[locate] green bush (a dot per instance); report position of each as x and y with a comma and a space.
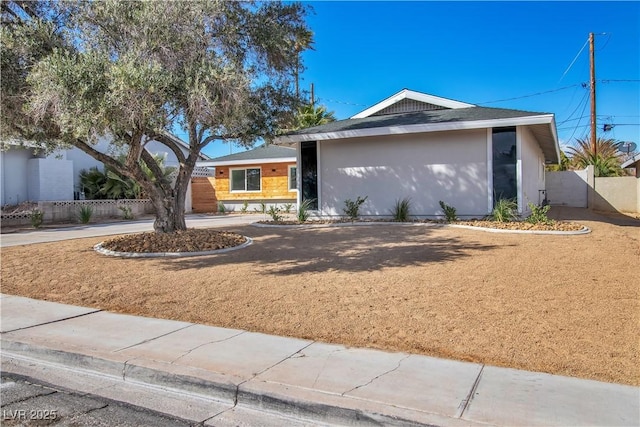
449, 212
303, 210
126, 212
85, 213
538, 214
274, 213
36, 217
352, 208
400, 210
505, 210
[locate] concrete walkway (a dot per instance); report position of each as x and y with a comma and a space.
121, 227
209, 374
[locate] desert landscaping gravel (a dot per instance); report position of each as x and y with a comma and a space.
567, 305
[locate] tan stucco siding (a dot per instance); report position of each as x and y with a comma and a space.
449, 166
274, 183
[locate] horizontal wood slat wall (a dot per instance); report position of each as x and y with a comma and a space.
203, 195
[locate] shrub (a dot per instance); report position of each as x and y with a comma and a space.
538, 214
400, 210
85, 213
262, 208
303, 210
126, 212
449, 212
36, 217
505, 210
352, 208
274, 212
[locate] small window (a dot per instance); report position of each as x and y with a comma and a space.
245, 179
293, 178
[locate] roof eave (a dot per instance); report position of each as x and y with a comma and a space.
213, 163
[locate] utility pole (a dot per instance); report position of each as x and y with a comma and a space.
592, 61
312, 96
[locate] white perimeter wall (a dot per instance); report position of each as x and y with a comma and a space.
448, 166
533, 177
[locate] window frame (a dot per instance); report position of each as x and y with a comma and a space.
231, 181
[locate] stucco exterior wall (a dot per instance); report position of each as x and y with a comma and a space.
532, 164
50, 179
14, 176
448, 166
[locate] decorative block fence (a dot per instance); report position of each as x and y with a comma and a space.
67, 210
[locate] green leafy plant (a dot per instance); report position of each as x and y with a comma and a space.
400, 210
449, 212
303, 209
262, 208
37, 218
126, 212
85, 213
538, 214
274, 213
352, 208
505, 210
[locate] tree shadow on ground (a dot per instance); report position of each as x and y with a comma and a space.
351, 249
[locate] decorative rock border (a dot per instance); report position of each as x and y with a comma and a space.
98, 248
583, 230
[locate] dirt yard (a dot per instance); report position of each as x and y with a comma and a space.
567, 305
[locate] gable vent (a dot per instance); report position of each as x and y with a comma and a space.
408, 106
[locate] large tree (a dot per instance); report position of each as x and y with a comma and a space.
606, 159
134, 71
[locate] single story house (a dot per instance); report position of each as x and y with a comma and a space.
266, 174
429, 149
29, 175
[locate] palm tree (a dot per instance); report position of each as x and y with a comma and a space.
309, 115
606, 159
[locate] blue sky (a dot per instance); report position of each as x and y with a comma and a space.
518, 53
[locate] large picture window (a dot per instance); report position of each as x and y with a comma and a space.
293, 178
245, 179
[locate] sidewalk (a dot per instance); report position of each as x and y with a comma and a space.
168, 362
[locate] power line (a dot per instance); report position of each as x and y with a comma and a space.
528, 96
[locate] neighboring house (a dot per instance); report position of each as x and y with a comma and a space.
29, 175
428, 149
266, 174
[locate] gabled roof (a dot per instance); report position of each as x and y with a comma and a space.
542, 125
262, 154
410, 101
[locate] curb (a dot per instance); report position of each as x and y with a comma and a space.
101, 250
275, 398
583, 230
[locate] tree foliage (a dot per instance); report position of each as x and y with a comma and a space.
310, 115
134, 71
606, 159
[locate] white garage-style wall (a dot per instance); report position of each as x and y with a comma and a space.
428, 167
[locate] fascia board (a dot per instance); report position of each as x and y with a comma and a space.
421, 128
246, 162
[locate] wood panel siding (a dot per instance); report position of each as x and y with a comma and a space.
203, 195
274, 182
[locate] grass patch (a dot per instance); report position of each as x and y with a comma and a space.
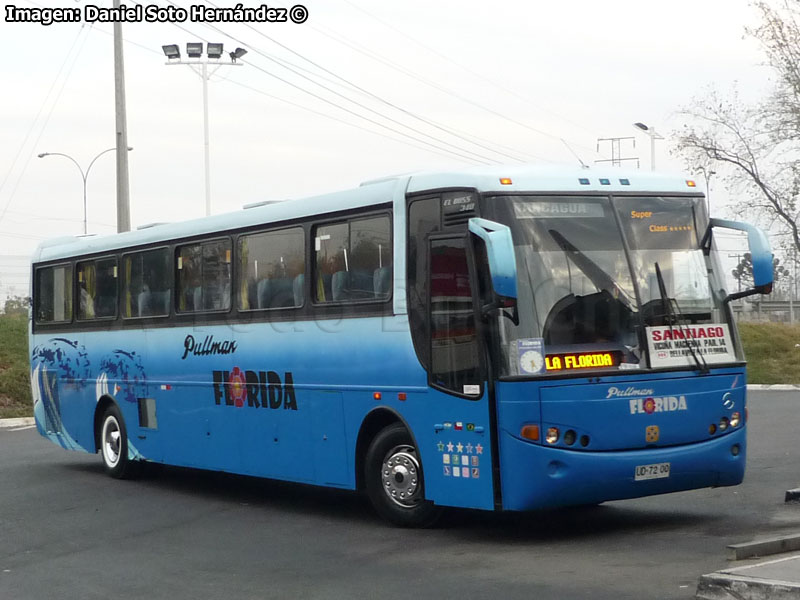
771, 353
15, 392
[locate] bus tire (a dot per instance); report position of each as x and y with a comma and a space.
394, 480
113, 442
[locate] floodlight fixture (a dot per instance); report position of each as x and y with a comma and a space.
654, 135
171, 51
238, 53
194, 49
214, 50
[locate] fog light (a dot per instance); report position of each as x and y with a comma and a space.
552, 435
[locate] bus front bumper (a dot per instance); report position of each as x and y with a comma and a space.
534, 476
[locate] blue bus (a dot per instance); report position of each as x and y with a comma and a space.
504, 338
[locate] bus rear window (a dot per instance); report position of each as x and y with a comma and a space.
54, 294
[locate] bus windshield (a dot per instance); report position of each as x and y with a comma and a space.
584, 295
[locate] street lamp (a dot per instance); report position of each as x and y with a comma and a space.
194, 52
84, 176
651, 131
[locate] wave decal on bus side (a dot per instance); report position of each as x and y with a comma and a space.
257, 389
126, 372
58, 360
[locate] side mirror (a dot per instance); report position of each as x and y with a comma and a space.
502, 263
760, 252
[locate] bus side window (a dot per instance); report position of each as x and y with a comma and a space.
97, 289
204, 276
353, 261
146, 285
272, 267
455, 357
54, 294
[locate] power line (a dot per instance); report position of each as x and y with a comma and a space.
38, 114
476, 74
374, 56
475, 157
380, 99
447, 149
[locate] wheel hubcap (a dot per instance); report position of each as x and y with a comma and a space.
400, 476
112, 440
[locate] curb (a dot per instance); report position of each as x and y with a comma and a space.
12, 423
720, 586
765, 547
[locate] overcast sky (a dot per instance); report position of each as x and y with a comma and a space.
511, 78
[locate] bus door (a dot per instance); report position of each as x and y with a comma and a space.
458, 456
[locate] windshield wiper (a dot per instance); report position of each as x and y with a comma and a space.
672, 314
596, 275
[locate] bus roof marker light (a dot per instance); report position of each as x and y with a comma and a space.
552, 435
530, 432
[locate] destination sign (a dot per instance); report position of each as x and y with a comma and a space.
550, 210
573, 361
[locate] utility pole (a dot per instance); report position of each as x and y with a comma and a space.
616, 159
123, 187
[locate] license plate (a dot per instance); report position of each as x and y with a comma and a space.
655, 471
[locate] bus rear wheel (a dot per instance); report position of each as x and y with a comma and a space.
113, 441
394, 480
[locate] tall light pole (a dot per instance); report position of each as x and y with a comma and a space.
84, 177
121, 132
651, 131
708, 174
194, 52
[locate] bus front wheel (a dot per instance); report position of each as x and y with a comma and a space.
114, 445
394, 480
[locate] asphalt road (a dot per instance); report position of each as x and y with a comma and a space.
68, 531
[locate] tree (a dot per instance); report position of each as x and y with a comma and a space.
756, 149
743, 272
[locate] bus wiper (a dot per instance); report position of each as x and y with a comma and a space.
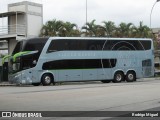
24, 53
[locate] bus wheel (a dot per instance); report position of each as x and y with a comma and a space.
130, 76
118, 77
46, 79
106, 81
36, 84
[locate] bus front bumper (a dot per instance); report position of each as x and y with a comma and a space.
20, 78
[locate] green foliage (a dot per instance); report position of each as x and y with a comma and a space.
91, 29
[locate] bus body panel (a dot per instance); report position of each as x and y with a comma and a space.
107, 63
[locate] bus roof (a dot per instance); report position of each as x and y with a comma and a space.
99, 38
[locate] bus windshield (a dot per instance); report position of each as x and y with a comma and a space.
26, 54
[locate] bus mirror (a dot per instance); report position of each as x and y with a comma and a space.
34, 62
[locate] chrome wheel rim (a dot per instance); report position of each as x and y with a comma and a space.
130, 76
118, 77
47, 79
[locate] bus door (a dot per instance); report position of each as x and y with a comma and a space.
147, 67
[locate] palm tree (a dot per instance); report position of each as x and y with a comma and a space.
51, 28
90, 28
69, 30
143, 31
124, 30
109, 28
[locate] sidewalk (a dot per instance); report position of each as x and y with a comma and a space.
6, 84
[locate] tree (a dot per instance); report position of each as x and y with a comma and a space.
124, 30
109, 28
143, 31
90, 29
51, 28
69, 30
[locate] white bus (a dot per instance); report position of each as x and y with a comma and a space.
62, 59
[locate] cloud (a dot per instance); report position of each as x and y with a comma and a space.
117, 11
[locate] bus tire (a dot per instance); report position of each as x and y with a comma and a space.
36, 84
46, 79
118, 77
131, 76
105, 81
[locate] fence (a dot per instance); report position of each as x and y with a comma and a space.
13, 29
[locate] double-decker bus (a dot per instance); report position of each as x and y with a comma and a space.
62, 59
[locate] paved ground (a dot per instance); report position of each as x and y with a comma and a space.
91, 96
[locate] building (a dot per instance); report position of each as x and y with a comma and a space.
25, 19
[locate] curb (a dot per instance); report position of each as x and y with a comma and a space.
6, 84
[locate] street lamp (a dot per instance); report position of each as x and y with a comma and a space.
86, 13
151, 11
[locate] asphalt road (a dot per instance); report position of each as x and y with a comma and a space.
91, 96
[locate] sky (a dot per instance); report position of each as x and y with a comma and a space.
117, 11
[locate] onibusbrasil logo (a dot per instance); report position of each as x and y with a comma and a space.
21, 114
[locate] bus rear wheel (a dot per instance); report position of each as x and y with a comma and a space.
47, 79
130, 76
36, 84
105, 81
118, 77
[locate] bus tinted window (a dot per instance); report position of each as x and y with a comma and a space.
79, 64
127, 45
17, 48
60, 45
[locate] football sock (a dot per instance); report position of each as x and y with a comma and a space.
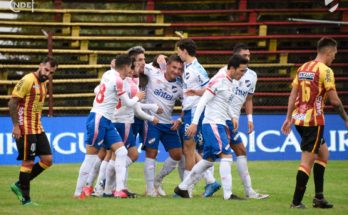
120, 167
195, 174
301, 183
38, 168
168, 167
94, 172
110, 177
149, 171
243, 171
226, 176
85, 168
318, 172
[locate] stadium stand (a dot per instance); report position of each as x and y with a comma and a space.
● ● ● ● ● ● ●
**What you should do**
Copy the records above again, unchanged, starting at the line that contains "[locate] double-decker bus" and continuing through the end of the records. Leave the pictures out.

**Answer below**
[locate] double-decker bus (a dot per instance); report position of each as x and y with a comma and a space.
62, 59
[locate] paved ground (a dot per instance); report position of each as x and y with a comma and a space.
91, 96
[locate] building (a dot per instance); report position of each as x and y with a comma and a space.
25, 19
[locate] curb (a dot per instance); report position of each as x and y with a comma and a space.
6, 84
[locate] street lamp (a dot per instance); report position of each as x and y with a comma and a space.
86, 13
151, 11
[locate] asphalt road (a dot per instance); report position of each as x and y with a comma and a space.
91, 96
[locate] sky (a dot per instance); report position of each as x and y with a comma and a space.
117, 11
[locate] onibusbrasil logo (a dot per instance); report position of each as x and y with a comma and a space.
21, 114
[locate] bus rear wheel (a dot per instance); report position of each as x and y with a comma and a space.
47, 79
130, 76
36, 84
105, 81
118, 77
[locate] bus tinted window (a dot per instance); report position of each as x and y with a comma and a space.
79, 64
127, 45
17, 48
60, 45
[locate] football sock (a dot per instance); report position of each as x and y with a comma and a space.
120, 167
195, 174
301, 183
38, 168
168, 167
94, 172
110, 177
149, 171
243, 171
226, 176
85, 168
318, 172
[locate] stadium stand (a dot per instance); report position of each as x and y with a comma and a space.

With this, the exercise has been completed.